> Document segment
Holy Sex

Holy sex is about being one

Relax, holy sex isn’t all about sex. Holy sex is about being one.

We love to ask couples, “What is the purpose of marriage?” Some of you may already be coming up with all kinds of answers in your head: procreation, companionship, fun, to find a “sugar daddy” or a “mommy dearest.” Or if you’re really spiritual, you might be saying that the purpose of marriage is to become like Christ.

We believe the purpose of marriage is to be one. It’s not the sex; it’s not the fun; it’s not the companionship; it’s not the sugar daddy or the mommy dearest. It is much more than that: the purpose of marriage is to be one.

Some of you reading this might not be followers of Jesus. If that is the case, we hope you are pursuing what it means to follow him. But for those who are passionate followers of Jesus Christ, as Laura and I are, you know that if he tells us the purpose of marriage, then that should be the purpose. Case closed.

So what does he say? In Mark 10:6-8 Jesus says, “But at the beginning of creation God ‘made them male and female.’ For this reason a man will leave his father and mother and be united to his wife, and the two will become one flesh.” Now understand something. Up to this point, Jesus is quoting the Old Testament; every Jewish person knew this passage of Scripture. But then Jesus stops quoting the Old Testament and gives the purpose of marriage: “So, they are no longer two, but one” (emphasis added).

The purpose of marriage, then, according to Jesus Christ himself, is to be one.

The Difference between Oneness and Being One

When we use the phrase being one, most Western minds think oneness, but the two are very different. Oneness is the perception that comes from sharing daily duties together. Being one is a state of the heart, soul, and mind.

When we discussed the difference between oneness and being one with our good friend Terre Grable, who is a professional counselor, she told us about a counseling technique she uses with couples. Terre talks to many couples who have not mastered what she terms the “institutional aspects” of marriage: figuring out who is going to assume which roles within the union (who is going to pay the bills, mow the lawn, bathe the kids, etc.).

We took that idea and discovered that a great way to discern the difference between oneness and being one is to understand the difference between the institutional aspects of marriage and the mysterious aspects of marriage. As we look at couples practicing the institution, we find people who live in the same house, pay the same bills, raise the same kids, maybe even go to the same movie together. While practicing these institutional aspects of marriage may bring a feeling of oneness, it does not constitute being one.

This is why so many couples wonder, “Is this really all there is to marriage?” This thought is the breeding ground for affairs. Men and women begin looking for fulfillment elsewhere because they have not become one with their spouse.

While the institution of marriage is mostly practical — figuring out who will pay the bills, do the grocery shopping, mow the lawn, and clean the house — the mystery of marriage is more of an art. The art is revealed as we discover the heart, soul, and mind of our spouse and, at the same time, reveal ours in order to probe the depths of emotion, character, and love, which is truly being one.

> Provided data
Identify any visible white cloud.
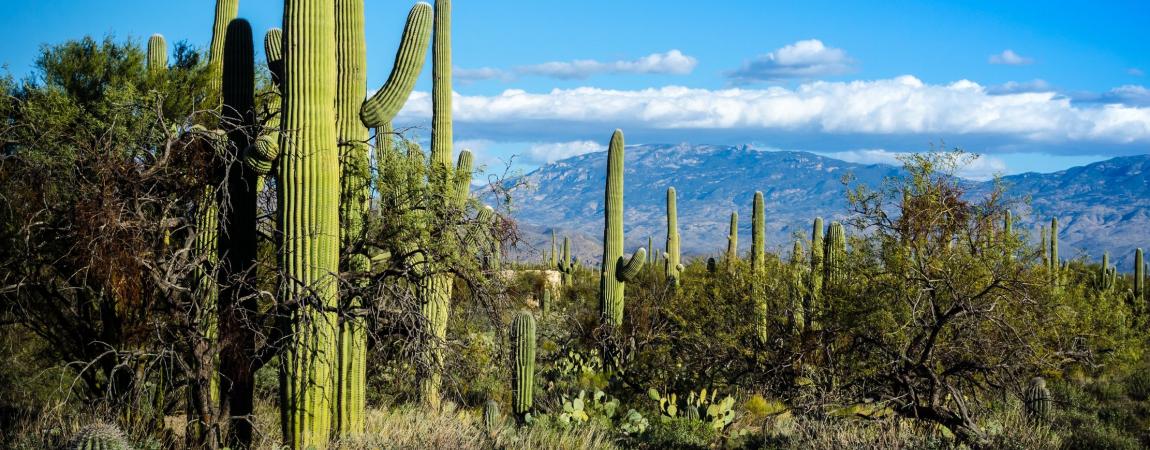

> List of tasks
**A.** From the passage on marriage and being one, list the practical duties that its last paragraph gives as examples of the institution of marriage.
**B.** Extend the passage on marriage and being one, picking up after its closing sentence.
The material has no connection to the passage on marriage and being one.

> Results of the tasks
**A.**
- Paying the bills
- Doing the grocery shopping
- Mowing the lawn
- Cleaning the house

**B.**
Let’s take a look at Scripture. The entire fifth chapter of Ephesians is encapsulated in the first four words: “Be imitators of God.” Seems simple enough. A few verses later Paul gives us some practical advice: “But among you there must not be even a hint of sexual immorality, or of any kind of impurity, or of greed, because these are improper for God’s holy people. Nor should there be obscenity, foolish talk or coarse joking, which are out of place, but rather thanksgiving” (Eph. 5:3-4).

Paul goes on to give us an illustration that makes us think on a profound level:

In this same way, husbands ought to love their wives as their own bodies. He who loves his wife loves himself. After all, no one ever hated his own body, but he feeds and cares for it, just as Christ does the church — for we are members of his body. “For this reason a man will leave his father and mother and be united to his wife, and the two will become one flesh.” This is a profound mystery — but I am talking about Christ and the church. However, each one of you also must love his wife as he loves himself, and the wife must respect her husband. Ephesians 5:28-33


Even Paul, one of the greatest theologians ever, could not fully comprehend this mystery called marriage any more than we can practically comprehend the mystery of Christ’s church being one with him. This side of eternity none of us will ever have a lock on the art of being one. But the Lord has given us an opportunity to fulfill his prayer for his people: “That all of them may be one, Father, just as you are in me and I am in you. May they also be in us so that the world may believe that you have sent me. I have given them the glory that you gave me, that they may be one as we are one” (John 17:21-22).

It is our conviction that becoming one will never happen in the church, nor will it ever happen in our families, until it first happens in our marriages. Marriage is the model for the church, not the church for marriage. Marriage is the simplest form of church. “For where two or three come together in my name, there am I with them” (Matt. 18:20). Therefore, we must understand God’s plan for becoming one with our spouse before we can impact the world for Christ. When we strive to become one in our marriage, it will spill over into every other relationship and aspect of our lives.

Adapted from The Spark Igniting the Passion, Mystery, and Romance in Your Marriage  Copyright © 2008 Jay & Laura Laffoon, All rights reserved. Used with Permission. Published by Baker Publishing Group.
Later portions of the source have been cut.